Hungarian oil and gas firm MOL more than quadrupled its net earnings in Q2 largely due to foreign exchange gains on its debts and strong downstream and upstream performance.MOL said that its reported net income was Ft 114.7 billion ($729.1 million) for the quarter, 326% higher than a profit of Ft 26.9 billion reported in the second quarter of 2007.
It came in above analysts' forecast for a net profit of Ft 107.65 billion in a Reuter's poll last week.
MOL's operating profit dropped 3% to Ft 89.1 billion from a revised Ft 91.5 billion, but also topped analysts' expectations for Ft 83.15 billion.
“Both Upstream and Downstream businesses reported strong growth in operating profits, while the Petrochemical segment suffered from extremely weak integrated petrochemical margins,” MOL said in a statement.
MOL posted a net financial gain of Ft 37.55 billion in the second quarter compared with a loss of Ft 34.8 billion a year ago as it had large unrealized foreign exchange gains on its foreign currency denominated debts due to the forint's appreciation versus the euro and the dollar.
********************
Required work:
Extend the report on MOL's second-quarter earnings, continuing from its final sentence. The material that follows has no connection to the text above.

Dataset extract:
********************
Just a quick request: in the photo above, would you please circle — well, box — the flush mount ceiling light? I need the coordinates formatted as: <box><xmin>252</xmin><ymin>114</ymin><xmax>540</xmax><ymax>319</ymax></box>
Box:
********************
Written answer:
MOL said in the first six months it had foreign exchange gains of Ft 53.2 billion and had a Ft 8.2 billion unrealized non-cash gain on a share option agreement with Magnolia Finance Ltd that dates back to 2006.
Exploration and production operating profit rose 30% year-on-year to Ft 30.6 billion due to high crude prices, despite a weak dollar and lower production volumes.
Refining and marketing operating profit rose by 18% to Ft 69 billion due to sales volumes and a rise in diesel crack spreads, which worked in MOL's favor as MOL's product slate is geared towards diesel.
“All-time-high diesel and kerosene crack spreads, and the positive effect of inventory holding, also supported our operating performance,” MOL said.
MOL's 2007 acquisitions, Italian refiner IES and Croatian TIFON contributed to a strong downstream performance.
The petrochemical segment had an operating loss of Ft 13.7 billion due to a rise in raw material prices.
MOL's gearing dropped to 27.3% by the end of the second quarter from 35.6% at the end of 2007.
Austrian oil and gas group OMV called off its unsolicited bid for MOL last week, ending a standoff but OMV still holds a 20.2% stake in MOL.
MOL, which has a 25% stake in Croatia's INA, has said it would bid for INA shares not held by the Croatian government and is expected to give details of its bid by August 14. (Reuters)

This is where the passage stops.